<<<<

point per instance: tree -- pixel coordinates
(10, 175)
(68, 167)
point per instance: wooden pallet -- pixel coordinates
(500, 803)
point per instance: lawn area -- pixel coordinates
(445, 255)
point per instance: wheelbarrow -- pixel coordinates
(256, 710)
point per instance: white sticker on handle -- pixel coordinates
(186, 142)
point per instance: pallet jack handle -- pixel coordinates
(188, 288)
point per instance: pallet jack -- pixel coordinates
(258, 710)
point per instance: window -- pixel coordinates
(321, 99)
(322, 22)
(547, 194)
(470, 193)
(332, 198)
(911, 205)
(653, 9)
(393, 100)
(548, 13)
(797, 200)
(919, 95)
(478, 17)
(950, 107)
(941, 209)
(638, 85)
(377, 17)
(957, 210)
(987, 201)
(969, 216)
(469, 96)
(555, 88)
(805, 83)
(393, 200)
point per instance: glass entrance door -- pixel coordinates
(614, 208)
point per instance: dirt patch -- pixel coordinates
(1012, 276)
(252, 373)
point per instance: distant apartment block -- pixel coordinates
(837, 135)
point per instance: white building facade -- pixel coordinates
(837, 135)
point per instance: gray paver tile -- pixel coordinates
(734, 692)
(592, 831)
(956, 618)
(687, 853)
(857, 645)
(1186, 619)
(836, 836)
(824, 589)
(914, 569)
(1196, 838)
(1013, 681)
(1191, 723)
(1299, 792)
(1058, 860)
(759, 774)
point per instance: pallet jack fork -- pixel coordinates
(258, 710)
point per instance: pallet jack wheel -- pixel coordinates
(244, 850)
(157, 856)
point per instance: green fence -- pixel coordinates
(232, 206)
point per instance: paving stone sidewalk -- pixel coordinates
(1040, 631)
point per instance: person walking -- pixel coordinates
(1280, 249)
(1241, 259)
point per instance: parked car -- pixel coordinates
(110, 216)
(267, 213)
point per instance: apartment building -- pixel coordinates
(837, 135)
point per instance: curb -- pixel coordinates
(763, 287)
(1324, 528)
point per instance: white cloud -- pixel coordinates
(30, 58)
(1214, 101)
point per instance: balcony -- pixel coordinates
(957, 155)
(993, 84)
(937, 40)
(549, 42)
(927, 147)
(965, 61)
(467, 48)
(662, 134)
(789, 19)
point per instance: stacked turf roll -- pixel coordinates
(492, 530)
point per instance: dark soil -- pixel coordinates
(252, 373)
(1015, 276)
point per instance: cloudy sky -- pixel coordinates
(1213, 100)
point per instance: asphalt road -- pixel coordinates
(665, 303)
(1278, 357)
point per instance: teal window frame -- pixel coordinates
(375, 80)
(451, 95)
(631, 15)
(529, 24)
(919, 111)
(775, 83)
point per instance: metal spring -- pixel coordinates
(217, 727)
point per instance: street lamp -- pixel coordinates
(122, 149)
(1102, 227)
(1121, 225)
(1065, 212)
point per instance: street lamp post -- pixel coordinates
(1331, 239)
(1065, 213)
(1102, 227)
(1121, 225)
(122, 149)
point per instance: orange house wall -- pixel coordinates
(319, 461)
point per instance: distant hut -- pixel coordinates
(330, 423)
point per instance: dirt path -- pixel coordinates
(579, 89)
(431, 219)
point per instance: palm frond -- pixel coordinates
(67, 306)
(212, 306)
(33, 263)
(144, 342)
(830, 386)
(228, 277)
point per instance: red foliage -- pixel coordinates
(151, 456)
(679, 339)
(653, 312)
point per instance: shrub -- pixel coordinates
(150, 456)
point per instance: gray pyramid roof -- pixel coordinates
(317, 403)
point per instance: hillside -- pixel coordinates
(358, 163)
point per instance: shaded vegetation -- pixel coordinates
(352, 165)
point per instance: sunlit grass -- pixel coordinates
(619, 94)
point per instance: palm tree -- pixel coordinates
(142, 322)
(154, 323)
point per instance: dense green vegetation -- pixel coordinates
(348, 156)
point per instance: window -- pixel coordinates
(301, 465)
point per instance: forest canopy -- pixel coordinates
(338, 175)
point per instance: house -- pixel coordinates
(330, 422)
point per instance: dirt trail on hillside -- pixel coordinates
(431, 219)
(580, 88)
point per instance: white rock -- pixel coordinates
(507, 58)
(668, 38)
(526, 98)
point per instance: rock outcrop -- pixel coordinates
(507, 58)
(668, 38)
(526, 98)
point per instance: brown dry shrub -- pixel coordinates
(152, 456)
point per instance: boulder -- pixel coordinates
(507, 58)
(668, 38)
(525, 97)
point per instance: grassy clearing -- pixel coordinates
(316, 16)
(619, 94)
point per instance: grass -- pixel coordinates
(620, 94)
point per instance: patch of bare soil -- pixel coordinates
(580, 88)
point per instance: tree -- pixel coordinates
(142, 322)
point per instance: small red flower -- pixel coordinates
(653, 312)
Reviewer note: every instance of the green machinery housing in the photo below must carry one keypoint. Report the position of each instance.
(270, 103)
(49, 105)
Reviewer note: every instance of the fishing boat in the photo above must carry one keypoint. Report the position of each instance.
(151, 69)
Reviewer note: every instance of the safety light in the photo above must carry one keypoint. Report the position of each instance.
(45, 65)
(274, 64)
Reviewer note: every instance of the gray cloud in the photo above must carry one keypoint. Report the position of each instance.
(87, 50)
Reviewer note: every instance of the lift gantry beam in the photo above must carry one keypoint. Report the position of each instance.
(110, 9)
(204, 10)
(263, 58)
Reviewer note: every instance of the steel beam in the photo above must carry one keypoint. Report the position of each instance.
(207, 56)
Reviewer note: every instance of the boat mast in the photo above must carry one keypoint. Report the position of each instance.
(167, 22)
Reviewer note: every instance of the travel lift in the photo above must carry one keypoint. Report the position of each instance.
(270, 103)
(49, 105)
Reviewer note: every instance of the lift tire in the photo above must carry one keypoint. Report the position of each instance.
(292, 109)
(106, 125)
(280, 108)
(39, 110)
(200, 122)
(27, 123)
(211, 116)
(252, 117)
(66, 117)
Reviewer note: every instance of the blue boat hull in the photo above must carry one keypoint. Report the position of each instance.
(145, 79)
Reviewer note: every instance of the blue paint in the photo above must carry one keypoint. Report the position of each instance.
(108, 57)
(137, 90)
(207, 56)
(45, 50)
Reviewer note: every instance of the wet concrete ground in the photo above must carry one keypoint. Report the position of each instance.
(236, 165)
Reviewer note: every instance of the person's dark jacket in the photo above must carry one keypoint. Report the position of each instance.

>>>>

■ **Task details**
Every entry must be retyped in full, exactly as given.

■ **Full solution**
point per instance: tree -- pixel coordinates
(10, 175)
(68, 167)
point per instance: wooden pallet -- pixel coordinates
(500, 803)
point per instance: lawn area -- pixel coordinates
(445, 255)
point per instance: wheelbarrow -- pixel coordinates
(256, 710)
point per instance: white sticker on handle -- pixel coordinates
(186, 142)
point per instance: pallet jack handle -- pixel coordinates
(188, 288)
point per instance: pallet jack -- pixel coordinates
(258, 710)
point per instance: window -- pixel coordinates
(321, 99)
(322, 22)
(547, 194)
(470, 193)
(332, 198)
(911, 205)
(653, 9)
(393, 100)
(548, 13)
(797, 200)
(919, 95)
(478, 17)
(950, 107)
(941, 209)
(638, 85)
(377, 17)
(957, 210)
(987, 201)
(969, 216)
(469, 96)
(555, 88)
(805, 83)
(393, 200)
point per instance: glass entrance door -- pixel coordinates
(614, 208)
point per instance: dirt patch -- pixel coordinates
(1012, 276)
(252, 373)
point per instance: distant apartment block -- pixel coordinates
(837, 135)
point per instance: white building facade -- pixel coordinates
(837, 135)
point per instance: gray paver tile -- pixel coordinates
(734, 692)
(592, 831)
(956, 618)
(687, 853)
(857, 645)
(1186, 619)
(836, 836)
(824, 589)
(914, 569)
(1196, 838)
(1013, 681)
(1191, 723)
(1299, 792)
(1058, 860)
(759, 774)
point per instance: pallet jack fork -- pixel coordinates
(258, 710)
point per instance: pallet jack wheel -- pixel coordinates
(244, 850)
(157, 856)
point per instance: green fence -- pixel coordinates
(232, 206)
point per instance: paving stone sidewalk -- pixel coordinates
(1040, 631)
point per instance: person walking -- pixel coordinates
(1280, 249)
(1241, 259)
point per instance: parked car -- pixel coordinates
(110, 216)
(267, 213)
point per instance: apartment building -- pixel coordinates
(837, 135)
point per instance: curb -- pixel coordinates
(763, 287)
(1324, 528)
point per instance: white cloud -- pixel coordinates
(30, 58)
(1214, 101)
point per instance: balcony -- pixel coordinates
(957, 155)
(993, 84)
(937, 40)
(549, 42)
(927, 147)
(965, 61)
(467, 48)
(662, 134)
(789, 19)
point per instance: stacked turf roll -- pixel coordinates
(492, 530)
point per instance: dark soil -- pixel coordinates
(252, 373)
(1015, 276)
point per instance: cloudy sky -- pixel coordinates
(1213, 100)
point per instance: asphalt road -- pixel coordinates
(665, 303)
(1278, 357)
point per instance: teal window frame -- pixel coordinates
(375, 80)
(451, 95)
(631, 15)
(529, 24)
(919, 111)
(775, 83)
point per instance: metal spring -- pixel coordinates
(217, 727)
point per instance: street lamp -- pixel coordinates
(122, 149)
(1102, 227)
(1121, 225)
(1065, 212)
point per instance: street lamp post -- pixel coordinates
(1331, 239)
(1065, 213)
(1102, 227)
(1121, 225)
(122, 149)
point per instance: orange house wall -- pixel coordinates
(319, 461)
point per instance: distant hut -- pixel coordinates
(330, 423)
point per instance: dirt path -- pixel coordinates
(579, 89)
(431, 219)
point per instance: palm frond -- pixel coordinates
(67, 306)
(212, 306)
(33, 263)
(144, 342)
(830, 386)
(228, 277)
point per instance: red foliage -- pixel coordinates
(151, 456)
(679, 339)
(653, 312)
point per instance: shrub -- pixel coordinates
(150, 456)
point per instance: gray pyramid roof -- pixel coordinates
(317, 403)
point per instance: hillside -- pixel coordinates
(358, 163)
point per instance: shaded vegetation -- pixel coordinates
(352, 165)
point per instance: sunlit grass -- pixel coordinates
(619, 94)
point per instance: palm tree -- pixel coordinates
(142, 322)
(154, 323)
point per instance: dense green vegetation -- pixel coordinates
(348, 156)
point per instance: window -- pixel coordinates
(301, 465)
point per instance: forest canopy -- pixel coordinates
(338, 175)
point per instance: house -- pixel coordinates
(330, 422)
point per instance: dirt trail on hillside -- pixel coordinates
(431, 219)
(580, 88)
point per instance: white rock -- pixel coordinates
(507, 58)
(668, 38)
(526, 98)
point per instance: rock outcrop -- pixel coordinates
(507, 58)
(668, 38)
(526, 98)
point per instance: brown dry shrub -- pixel coordinates
(152, 456)
point per instance: boulder -- pixel coordinates
(507, 58)
(668, 38)
(525, 97)
point per instance: grassy clearing -- pixel coordinates
(316, 16)
(619, 94)
point per instance: grass -- pixel coordinates
(620, 94)
point per instance: patch of bare soil -- pixel coordinates
(580, 88)
point per instance: tree -- pixel coordinates
(142, 322)
point per instance: small red flower -- pixel coordinates
(653, 312)
Reviewer note: every instance of the green machinery housing in the photo below must carry one keypoint. Report the position of each instance.
(270, 103)
(49, 105)
Reviewer note: every instance of the fishing boat in the photo above must carry one keypoint. Report the position of each instance.
(151, 69)
Reviewer note: every instance of the safety light in the photo above must carry one keypoint. Report the position of each instance.
(45, 65)
(274, 64)
Reviewer note: every instance of the gray cloud in the photo above must carry one keypoint. Report the position of each instance.
(87, 50)
Reviewer note: every instance of the lift gantry beam in the photo above must carry one keypoint. Report the position of each instance.
(110, 9)
(204, 10)
(263, 58)
Reviewer note: every instance of the steel beam in the photo above must carry one keypoint. Report the position of each instance.
(207, 56)
Reviewer note: every instance of the boat mast in the photo above must carry one keypoint. Report the position of each instance.
(167, 22)
Reviewer note: every instance of the travel lift in the photo above must carry one keypoint. Report the position of each instance.
(270, 103)
(49, 105)
Reviewer note: every instance of the lift tire in the photo above must carry one keypoint. Report the position of each instance.
(292, 109)
(106, 125)
(280, 108)
(39, 110)
(200, 122)
(27, 123)
(211, 116)
(252, 117)
(66, 117)
Reviewer note: every instance of the blue boat hull in the photo above must carry one keypoint. Report the position of each instance.
(145, 79)
Reviewer note: every instance of the blue paint in the photo above must carry one keypoint. Report the position of each instance.
(108, 57)
(137, 90)
(207, 56)
(45, 50)
Reviewer note: every instance of the wet concrete ground in the photo above must carry one keypoint. Report the position of each instance.
(236, 165)
Reviewer note: every instance of the person's dark jacket in the photo above must carry one keypoint. Report the position of each instance.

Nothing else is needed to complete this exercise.